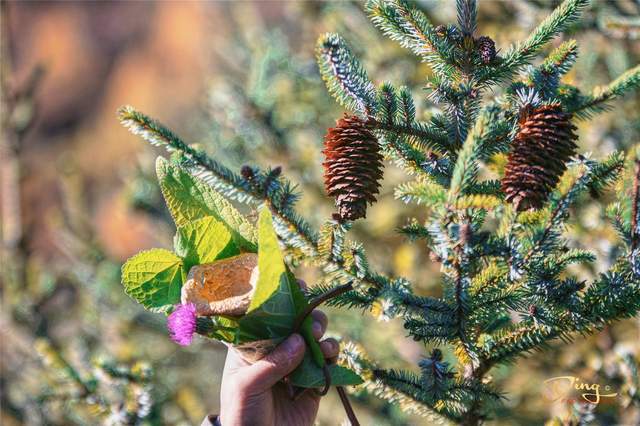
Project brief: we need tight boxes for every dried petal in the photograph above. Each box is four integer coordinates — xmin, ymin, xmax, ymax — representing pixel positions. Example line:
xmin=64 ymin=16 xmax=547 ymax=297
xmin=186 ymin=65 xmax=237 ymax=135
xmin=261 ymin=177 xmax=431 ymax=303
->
xmin=181 ymin=253 xmax=259 ymax=317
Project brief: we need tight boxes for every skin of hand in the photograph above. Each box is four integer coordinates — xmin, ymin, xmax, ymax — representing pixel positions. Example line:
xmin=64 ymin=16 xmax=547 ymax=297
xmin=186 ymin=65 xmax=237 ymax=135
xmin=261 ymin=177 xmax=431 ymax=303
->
xmin=219 ymin=309 xmax=339 ymax=426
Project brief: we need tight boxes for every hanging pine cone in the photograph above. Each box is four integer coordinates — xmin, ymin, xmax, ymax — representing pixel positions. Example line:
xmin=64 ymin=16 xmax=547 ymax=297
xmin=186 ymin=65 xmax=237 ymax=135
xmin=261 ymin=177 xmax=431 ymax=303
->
xmin=501 ymin=104 xmax=578 ymax=211
xmin=322 ymin=114 xmax=384 ymax=221
xmin=476 ymin=35 xmax=496 ymax=64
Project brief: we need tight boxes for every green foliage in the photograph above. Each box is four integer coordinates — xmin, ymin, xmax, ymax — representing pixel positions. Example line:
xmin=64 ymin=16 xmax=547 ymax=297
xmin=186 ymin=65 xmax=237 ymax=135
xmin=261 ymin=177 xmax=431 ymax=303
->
xmin=156 ymin=156 xmax=257 ymax=251
xmin=565 ymin=64 xmax=640 ymax=118
xmin=366 ymin=0 xmax=458 ymax=80
xmin=238 ymin=208 xmax=302 ymax=341
xmin=174 ymin=216 xmax=240 ymax=271
xmin=316 ymin=33 xmax=377 ymax=116
xmin=479 ymin=0 xmax=590 ymax=86
xmin=122 ymin=199 xmax=363 ymax=389
xmin=121 ymin=249 xmax=185 ymax=312
xmin=119 ymin=0 xmax=640 ymax=423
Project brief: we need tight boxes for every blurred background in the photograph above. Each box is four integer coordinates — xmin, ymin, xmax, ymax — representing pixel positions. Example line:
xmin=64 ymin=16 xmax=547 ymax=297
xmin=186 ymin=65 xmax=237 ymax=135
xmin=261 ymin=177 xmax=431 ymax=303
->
xmin=1 ymin=1 xmax=639 ymax=425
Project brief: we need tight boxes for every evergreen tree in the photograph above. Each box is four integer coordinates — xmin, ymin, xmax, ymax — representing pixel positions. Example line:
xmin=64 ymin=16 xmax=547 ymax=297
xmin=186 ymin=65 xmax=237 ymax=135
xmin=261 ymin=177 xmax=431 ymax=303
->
xmin=119 ymin=0 xmax=640 ymax=423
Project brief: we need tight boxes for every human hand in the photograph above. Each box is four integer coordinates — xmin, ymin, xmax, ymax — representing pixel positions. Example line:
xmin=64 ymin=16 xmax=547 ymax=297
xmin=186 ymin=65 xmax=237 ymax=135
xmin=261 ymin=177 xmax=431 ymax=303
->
xmin=219 ymin=310 xmax=339 ymax=426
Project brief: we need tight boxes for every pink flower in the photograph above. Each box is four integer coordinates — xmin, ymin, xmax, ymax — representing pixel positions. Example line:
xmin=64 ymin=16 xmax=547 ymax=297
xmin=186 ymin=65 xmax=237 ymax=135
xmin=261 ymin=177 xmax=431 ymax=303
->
xmin=167 ymin=303 xmax=197 ymax=346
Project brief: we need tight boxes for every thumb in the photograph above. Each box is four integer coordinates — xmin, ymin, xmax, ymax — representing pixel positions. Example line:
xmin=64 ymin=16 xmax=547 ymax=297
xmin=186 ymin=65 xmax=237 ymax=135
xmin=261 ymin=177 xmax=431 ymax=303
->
xmin=242 ymin=334 xmax=306 ymax=392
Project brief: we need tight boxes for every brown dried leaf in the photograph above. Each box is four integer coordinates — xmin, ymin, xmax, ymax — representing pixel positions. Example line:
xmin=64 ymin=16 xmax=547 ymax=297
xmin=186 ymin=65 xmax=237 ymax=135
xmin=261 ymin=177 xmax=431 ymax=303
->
xmin=181 ymin=253 xmax=258 ymax=316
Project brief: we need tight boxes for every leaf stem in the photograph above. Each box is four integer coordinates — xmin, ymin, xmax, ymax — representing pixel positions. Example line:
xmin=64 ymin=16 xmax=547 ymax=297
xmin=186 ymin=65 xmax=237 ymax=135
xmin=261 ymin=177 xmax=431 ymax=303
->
xmin=293 ymin=282 xmax=354 ymax=332
xmin=337 ymin=386 xmax=360 ymax=426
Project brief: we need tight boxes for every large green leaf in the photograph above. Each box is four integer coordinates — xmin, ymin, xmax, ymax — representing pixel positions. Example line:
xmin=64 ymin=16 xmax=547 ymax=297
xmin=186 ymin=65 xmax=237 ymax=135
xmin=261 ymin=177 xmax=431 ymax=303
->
xmin=156 ymin=157 xmax=257 ymax=251
xmin=289 ymin=353 xmax=364 ymax=388
xmin=121 ymin=249 xmax=185 ymax=312
xmin=237 ymin=209 xmax=299 ymax=342
xmin=174 ymin=216 xmax=240 ymax=271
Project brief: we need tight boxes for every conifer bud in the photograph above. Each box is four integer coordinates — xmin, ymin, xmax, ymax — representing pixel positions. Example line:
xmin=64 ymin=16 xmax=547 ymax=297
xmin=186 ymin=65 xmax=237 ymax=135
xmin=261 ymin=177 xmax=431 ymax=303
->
xmin=240 ymin=165 xmax=255 ymax=181
xmin=322 ymin=114 xmax=384 ymax=221
xmin=435 ymin=24 xmax=447 ymax=37
xmin=501 ymin=104 xmax=578 ymax=211
xmin=475 ymin=35 xmax=496 ymax=64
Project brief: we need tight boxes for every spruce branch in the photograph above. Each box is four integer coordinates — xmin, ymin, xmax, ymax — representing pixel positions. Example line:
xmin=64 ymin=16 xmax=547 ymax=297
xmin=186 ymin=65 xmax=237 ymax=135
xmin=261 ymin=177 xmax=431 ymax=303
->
xmin=582 ymin=263 xmax=640 ymax=324
xmin=372 ymin=368 xmax=464 ymax=421
xmin=316 ymin=33 xmax=378 ymax=116
xmin=539 ymin=39 xmax=578 ymax=78
xmin=567 ymin=65 xmax=640 ymax=117
xmin=366 ymin=0 xmax=459 ymax=80
xmin=519 ymin=153 xmax=625 ymax=267
xmin=427 ymin=77 xmax=480 ymax=147
xmin=395 ymin=178 xmax=446 ymax=206
xmin=369 ymin=117 xmax=453 ymax=155
xmin=448 ymin=110 xmax=495 ymax=201
xmin=478 ymin=0 xmax=589 ymax=86
xmin=398 ymin=86 xmax=416 ymax=124
xmin=482 ymin=323 xmax=561 ymax=365
xmin=398 ymin=219 xmax=432 ymax=242
xmin=340 ymin=342 xmax=456 ymax=422
xmin=456 ymin=0 xmax=477 ymax=37
xmin=118 ymin=106 xmax=250 ymax=199
xmin=377 ymin=130 xmax=438 ymax=178
xmin=528 ymin=39 xmax=578 ymax=99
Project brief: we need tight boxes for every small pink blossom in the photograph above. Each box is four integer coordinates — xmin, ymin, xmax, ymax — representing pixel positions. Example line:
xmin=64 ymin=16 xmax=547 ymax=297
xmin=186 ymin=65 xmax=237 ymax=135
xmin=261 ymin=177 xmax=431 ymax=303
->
xmin=167 ymin=303 xmax=197 ymax=346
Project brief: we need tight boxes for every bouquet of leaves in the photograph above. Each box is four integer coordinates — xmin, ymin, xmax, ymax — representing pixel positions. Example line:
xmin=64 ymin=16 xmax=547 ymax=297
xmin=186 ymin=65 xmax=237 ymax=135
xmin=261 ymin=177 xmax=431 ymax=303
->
xmin=121 ymin=158 xmax=363 ymax=416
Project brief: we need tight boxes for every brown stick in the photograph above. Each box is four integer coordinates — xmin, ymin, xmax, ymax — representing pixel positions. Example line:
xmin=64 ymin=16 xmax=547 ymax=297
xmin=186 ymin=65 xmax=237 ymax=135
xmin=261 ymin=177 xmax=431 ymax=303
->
xmin=336 ymin=386 xmax=360 ymax=426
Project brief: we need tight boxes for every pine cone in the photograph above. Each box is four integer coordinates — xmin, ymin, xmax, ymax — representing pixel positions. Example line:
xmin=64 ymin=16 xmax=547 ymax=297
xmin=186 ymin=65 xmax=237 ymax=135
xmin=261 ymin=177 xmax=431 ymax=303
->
xmin=322 ymin=114 xmax=384 ymax=221
xmin=476 ymin=35 xmax=496 ymax=64
xmin=502 ymin=104 xmax=578 ymax=211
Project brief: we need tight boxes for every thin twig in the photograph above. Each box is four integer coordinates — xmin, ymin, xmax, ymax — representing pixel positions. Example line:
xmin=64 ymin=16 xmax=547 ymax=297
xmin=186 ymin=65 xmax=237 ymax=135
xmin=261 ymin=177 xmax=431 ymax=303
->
xmin=293 ymin=282 xmax=354 ymax=332
xmin=336 ymin=386 xmax=360 ymax=426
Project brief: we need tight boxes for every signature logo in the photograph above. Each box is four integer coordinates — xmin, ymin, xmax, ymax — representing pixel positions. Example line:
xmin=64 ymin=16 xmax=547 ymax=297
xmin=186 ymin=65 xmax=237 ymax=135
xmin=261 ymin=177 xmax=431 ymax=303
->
xmin=543 ymin=376 xmax=618 ymax=404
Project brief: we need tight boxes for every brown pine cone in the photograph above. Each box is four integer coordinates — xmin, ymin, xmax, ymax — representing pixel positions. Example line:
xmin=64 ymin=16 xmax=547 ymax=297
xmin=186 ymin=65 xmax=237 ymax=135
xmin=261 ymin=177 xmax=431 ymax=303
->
xmin=322 ymin=114 xmax=384 ymax=221
xmin=501 ymin=104 xmax=578 ymax=211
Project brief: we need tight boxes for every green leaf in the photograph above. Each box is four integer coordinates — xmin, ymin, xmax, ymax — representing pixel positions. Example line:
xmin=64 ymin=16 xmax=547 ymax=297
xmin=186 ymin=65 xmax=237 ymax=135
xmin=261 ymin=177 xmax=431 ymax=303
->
xmin=174 ymin=216 xmax=240 ymax=271
xmin=156 ymin=157 xmax=257 ymax=251
xmin=121 ymin=249 xmax=184 ymax=312
xmin=237 ymin=209 xmax=300 ymax=342
xmin=289 ymin=353 xmax=364 ymax=388
xmin=250 ymin=208 xmax=289 ymax=310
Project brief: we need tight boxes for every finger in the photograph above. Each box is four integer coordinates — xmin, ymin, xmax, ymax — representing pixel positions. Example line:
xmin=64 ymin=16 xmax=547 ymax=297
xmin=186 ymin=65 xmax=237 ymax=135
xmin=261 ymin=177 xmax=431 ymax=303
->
xmin=311 ymin=310 xmax=328 ymax=339
xmin=242 ymin=334 xmax=305 ymax=392
xmin=297 ymin=279 xmax=307 ymax=291
xmin=319 ymin=338 xmax=339 ymax=360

● **YOUR TASK**
Going through the material above, how many lines contain the word "cone"? Write only the number.

● **TASK OUTPUT**
3